- **WORK REQUIRED**: Repeat the data exactly, please; no pictures belong in the copy.

- **DATA RECORDS**:
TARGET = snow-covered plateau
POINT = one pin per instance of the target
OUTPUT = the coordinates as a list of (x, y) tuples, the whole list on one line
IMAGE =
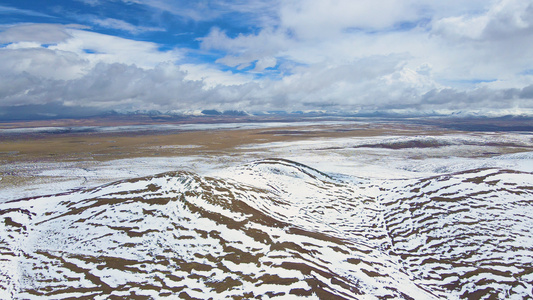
[(446, 216)]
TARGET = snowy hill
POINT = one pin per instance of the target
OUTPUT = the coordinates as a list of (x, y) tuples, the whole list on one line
[(274, 229)]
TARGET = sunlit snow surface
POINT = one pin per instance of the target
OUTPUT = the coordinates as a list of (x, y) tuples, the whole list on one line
[(352, 218)]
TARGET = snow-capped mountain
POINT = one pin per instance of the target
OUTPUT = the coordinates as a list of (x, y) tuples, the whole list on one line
[(274, 228)]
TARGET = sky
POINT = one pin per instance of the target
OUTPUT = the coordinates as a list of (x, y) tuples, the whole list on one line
[(409, 56)]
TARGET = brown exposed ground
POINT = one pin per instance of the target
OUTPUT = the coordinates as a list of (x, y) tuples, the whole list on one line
[(109, 146)]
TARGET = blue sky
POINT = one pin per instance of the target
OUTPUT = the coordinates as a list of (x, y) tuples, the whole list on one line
[(260, 55)]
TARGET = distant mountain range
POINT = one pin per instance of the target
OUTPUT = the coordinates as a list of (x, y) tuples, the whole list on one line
[(54, 111)]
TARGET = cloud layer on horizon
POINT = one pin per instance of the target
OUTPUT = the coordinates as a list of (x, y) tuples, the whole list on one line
[(274, 55)]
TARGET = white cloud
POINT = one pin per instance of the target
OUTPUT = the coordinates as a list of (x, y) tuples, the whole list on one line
[(37, 33), (122, 25), (328, 54)]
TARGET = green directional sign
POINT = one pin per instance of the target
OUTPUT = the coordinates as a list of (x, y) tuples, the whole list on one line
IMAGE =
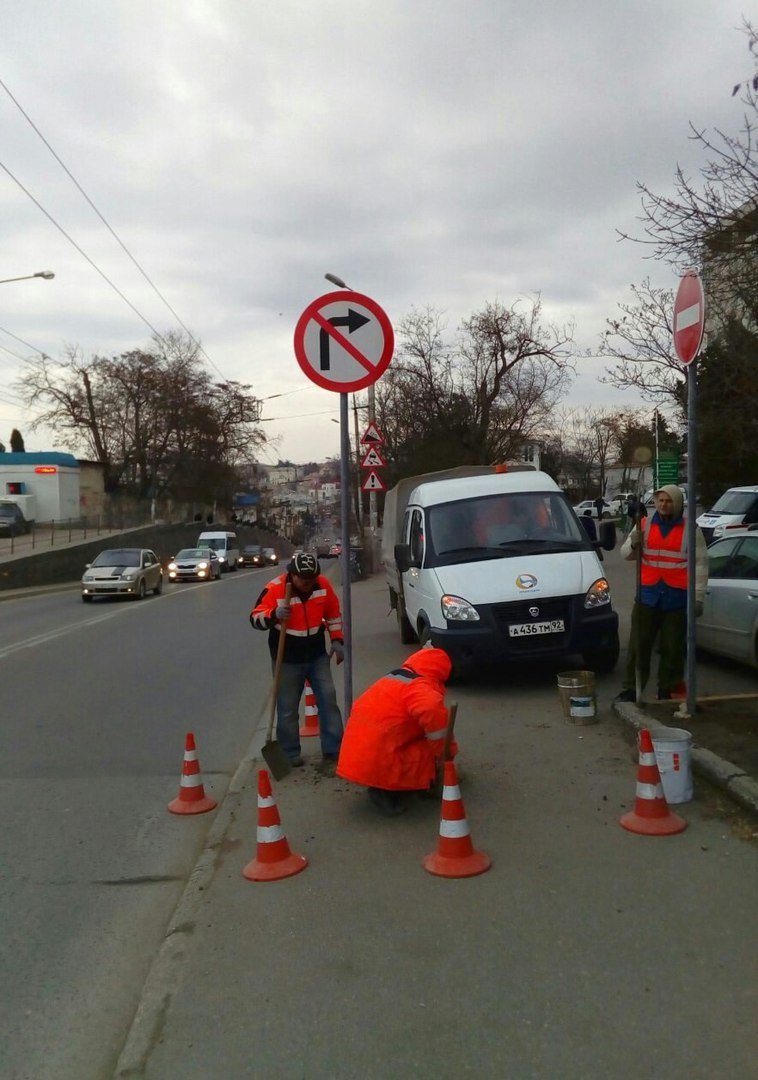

- **OUTPUT FOR THIS EXERCISE**:
TARGET = snow-covered plateau
POINT = one pin per instance of the target
OUTPUT = the coordinates as a list of (x, y) tuples, the whole list on one line
IMAGE =
[(446, 216)]
TARGET = snowy hill
POINT = one pin per instance of the target
OUTPUT = the coordinates as a list of (x, y) tuples, the whole list on one line
[(274, 229)]
TARGET = sunlit snow surface
POINT = one pin per instance of the target
OUTPUT = the coordinates as a list of (x, y) tuples, the whole list on one line
[(352, 218)]
TARGET = snow-capped mountain
POINT = one pin per instance of the target
OUTPUT = the coordinates as a list of (x, y) tuples, the whole list on one line
[(274, 228)]
TARGET = sky
POINT = one pin per instance of the target
OUTPUT = the coordinates as a list of (x, y) tuples, the whole list on one line
[(409, 56)]
TARGET = brown exposed ground
POINT = one pin per instance of the target
OUTPUT = the coordinates as a list of (x, y) tuples, the whole list on one line
[(109, 146)]
TARGET = blue sky
POINT = one pin per instance of the target
OUTPUT = the coordinates as a list of (x, y) tuples, the whole list on one line
[(260, 55)]
TARGET = distant mountain range
POINT = one pin per instance of the target
OUTPUT = the coordinates as a list of (x, y) tuples, the whole list on one line
[(54, 111)]
TARGET = cloud layer on horizon
POINT = one pin per instance of the target
OUTPUT = the coordinates as a list of (x, y) tuples, the whole list on one line
[(274, 55)]
TARGET = white cloud
POINT = one pin per instance of the target
OUTPUT = the coordinates as a list of (x, y) tuples, the whole list on one line
[(37, 33), (122, 25), (328, 54)]
TARGET = green directional sign
POINT = one pin per instance of the target
OUTPUT = the coordinates as a list of (x, y) tuples, the whole list on one line
IMAGE =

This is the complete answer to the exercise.